**PASSAGE PROVIDED**

‘Your turn, doctor’
I had a lovely time last year, but for many, 2016 was not such a good year,[1] even if they were fooled by propaganda and fake news into thinking it was. If you want to see how the other half lives, check out Médecins Sans Frontières’s photographic recap of 2016.
Pulses It was a great year if you were an Australian chickpea grower though. The excitement of living through the International Year of the Pulse is unlikely to be repeated during anyone’s lifetime, but the record harvest must have really pumped our growers’ yams. They harvested a million tonnes of chickpeas, and had a record breaking million hectares under cultivation, about the size of Sicily. Who knew? Production was very poor in the sub-continent and prices for pois chiche / gram / chana / hummus / garbanzo bean / falafel precursor, cultivated these past 7,500 years at least, skyrocketed to more than $1,250 a tonne. There are a lot of sub-continentals, (more about that later), and they eat a lot of chickpeas because (some people estimate) India alone has half a billion vegetarians: more than the rest of the world combined.

**PROVIDED INFORMATION**
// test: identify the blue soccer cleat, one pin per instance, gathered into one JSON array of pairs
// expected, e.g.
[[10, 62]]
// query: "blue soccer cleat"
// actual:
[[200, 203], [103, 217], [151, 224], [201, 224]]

**PROBLEMS TO SOLVE**
1 - Write out the passage on 2016 and the chickpea harvest word for word, from "Pulses It was" to "the world combined.".
2 - Reproduce every line of the records verbatim, from the first line to the last.
The text and the records have no connection to each other.

**RESPONSES**
1 -
Pulses It was a great year if you were an Australian chickpea grower though. The excitement of living through the International Year of the Pulse is unlikely to be repeated during anyone’s lifetime, but the record harvest must have really pumped our growers’ yams. They harvested a million tonnes of chickpeas, and had a record breaking million hectares under cultivation, about the size of Sicily. Who knew? Production was very poor in the sub-continent and prices for pois chiche / gram / chana / hummus / garbanzo bean / falafel precursor, cultivated these past 7,500 years at least, skyrocketed to more than $1,250 a tonne. There are a lot of sub-continentals, (more about that later), and they eat a lot of chickpeas because (some people estimate) India alone has half a billion vegetarians: more than the rest of the world combined.

2 -
// test: identify the blue soccer cleat, one pin per instance, gathered into one JSON array of pairs
// expected, e.g.
[[10, 62]]
// query: "blue soccer cleat"
// actual:
[[200, 203], [103, 217], [151, 224], [201, 224]]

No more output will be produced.